■ **Given instruction**:
Copy the data below word for word, from the line with "query: the noun phrase to segment: split" up to and including the line with "M 42 29 L 38".

■ **Listed entries**:
>>>

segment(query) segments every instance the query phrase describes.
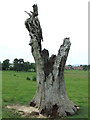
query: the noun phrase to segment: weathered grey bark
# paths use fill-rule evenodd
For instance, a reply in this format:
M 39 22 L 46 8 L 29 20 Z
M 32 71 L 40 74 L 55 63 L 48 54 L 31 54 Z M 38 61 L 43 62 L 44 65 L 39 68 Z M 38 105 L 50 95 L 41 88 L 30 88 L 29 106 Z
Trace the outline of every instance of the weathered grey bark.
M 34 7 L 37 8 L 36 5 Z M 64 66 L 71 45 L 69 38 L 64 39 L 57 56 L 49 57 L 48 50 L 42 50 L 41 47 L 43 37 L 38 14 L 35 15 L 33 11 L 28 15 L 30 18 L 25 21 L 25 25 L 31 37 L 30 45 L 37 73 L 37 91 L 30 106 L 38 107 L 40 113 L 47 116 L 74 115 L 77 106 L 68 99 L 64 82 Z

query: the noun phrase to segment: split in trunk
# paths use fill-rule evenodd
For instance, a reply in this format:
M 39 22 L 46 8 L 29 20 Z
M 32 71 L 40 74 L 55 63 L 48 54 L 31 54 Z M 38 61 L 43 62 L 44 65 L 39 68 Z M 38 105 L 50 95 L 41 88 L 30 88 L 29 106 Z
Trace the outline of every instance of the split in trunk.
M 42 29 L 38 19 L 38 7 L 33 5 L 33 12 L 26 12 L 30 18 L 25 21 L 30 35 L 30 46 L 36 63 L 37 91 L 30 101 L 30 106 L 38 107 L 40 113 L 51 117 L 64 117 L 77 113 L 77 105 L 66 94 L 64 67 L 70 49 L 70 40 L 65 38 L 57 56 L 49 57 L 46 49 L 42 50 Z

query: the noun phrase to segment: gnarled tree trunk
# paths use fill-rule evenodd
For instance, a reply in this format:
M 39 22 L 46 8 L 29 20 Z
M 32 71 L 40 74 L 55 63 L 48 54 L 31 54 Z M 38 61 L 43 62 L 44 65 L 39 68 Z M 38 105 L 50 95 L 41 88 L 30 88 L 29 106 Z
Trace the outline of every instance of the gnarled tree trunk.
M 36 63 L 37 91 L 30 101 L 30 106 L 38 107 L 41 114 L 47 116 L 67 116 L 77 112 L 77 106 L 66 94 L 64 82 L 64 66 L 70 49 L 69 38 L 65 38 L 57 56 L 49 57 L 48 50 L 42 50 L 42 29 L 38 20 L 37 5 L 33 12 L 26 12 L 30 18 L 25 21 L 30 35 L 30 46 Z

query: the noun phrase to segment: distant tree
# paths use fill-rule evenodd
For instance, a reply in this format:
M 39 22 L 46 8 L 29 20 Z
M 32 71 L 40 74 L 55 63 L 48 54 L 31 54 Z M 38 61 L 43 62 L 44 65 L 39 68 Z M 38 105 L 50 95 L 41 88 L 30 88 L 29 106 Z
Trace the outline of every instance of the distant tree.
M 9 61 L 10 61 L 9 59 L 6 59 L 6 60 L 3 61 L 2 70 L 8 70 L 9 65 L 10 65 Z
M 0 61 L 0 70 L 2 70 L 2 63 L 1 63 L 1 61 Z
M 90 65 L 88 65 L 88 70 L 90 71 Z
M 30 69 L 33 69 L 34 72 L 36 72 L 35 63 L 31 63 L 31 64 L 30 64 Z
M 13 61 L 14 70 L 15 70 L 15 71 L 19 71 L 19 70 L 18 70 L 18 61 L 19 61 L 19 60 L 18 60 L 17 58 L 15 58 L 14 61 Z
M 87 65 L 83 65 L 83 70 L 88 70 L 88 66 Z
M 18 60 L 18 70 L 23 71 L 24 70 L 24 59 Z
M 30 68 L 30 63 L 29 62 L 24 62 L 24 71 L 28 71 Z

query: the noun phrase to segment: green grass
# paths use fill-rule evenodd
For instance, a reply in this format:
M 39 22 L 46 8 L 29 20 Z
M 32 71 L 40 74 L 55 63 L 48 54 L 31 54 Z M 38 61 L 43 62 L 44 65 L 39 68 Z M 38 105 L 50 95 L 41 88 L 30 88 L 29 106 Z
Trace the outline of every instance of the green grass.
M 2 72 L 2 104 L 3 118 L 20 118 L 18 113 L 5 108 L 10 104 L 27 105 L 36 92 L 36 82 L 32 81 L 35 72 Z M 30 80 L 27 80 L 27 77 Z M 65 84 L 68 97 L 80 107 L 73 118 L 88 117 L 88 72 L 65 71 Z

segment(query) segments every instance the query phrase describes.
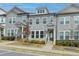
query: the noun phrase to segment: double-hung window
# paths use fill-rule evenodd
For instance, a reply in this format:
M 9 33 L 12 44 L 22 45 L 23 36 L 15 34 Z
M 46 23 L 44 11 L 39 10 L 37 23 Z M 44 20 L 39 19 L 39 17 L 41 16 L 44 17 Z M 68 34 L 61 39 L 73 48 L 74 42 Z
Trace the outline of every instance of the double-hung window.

<<<

■ **Answer to this task**:
query: the noun phrase to segment: split in trunk
# paths use fill-rule evenodd
For instance, a reply in this format:
M 39 22 L 46 8 L 29 20 Z
M 32 71 L 40 74 L 55 63 L 48 54 L 31 54 Z M 38 61 L 43 62 L 44 65 L 39 68 Z M 38 105 L 50 95 L 41 88 L 30 88 L 29 106 Z
Trace the outline of every instance of the split in trunk.
M 42 29 L 38 19 L 38 7 L 33 5 L 33 12 L 26 12 L 30 18 L 25 21 L 30 35 L 30 46 L 36 63 L 37 91 L 30 101 L 30 106 L 38 107 L 40 113 L 51 117 L 64 117 L 77 113 L 77 105 L 66 94 L 64 67 L 70 49 L 70 40 L 65 38 L 57 56 L 49 57 L 46 49 L 42 50 Z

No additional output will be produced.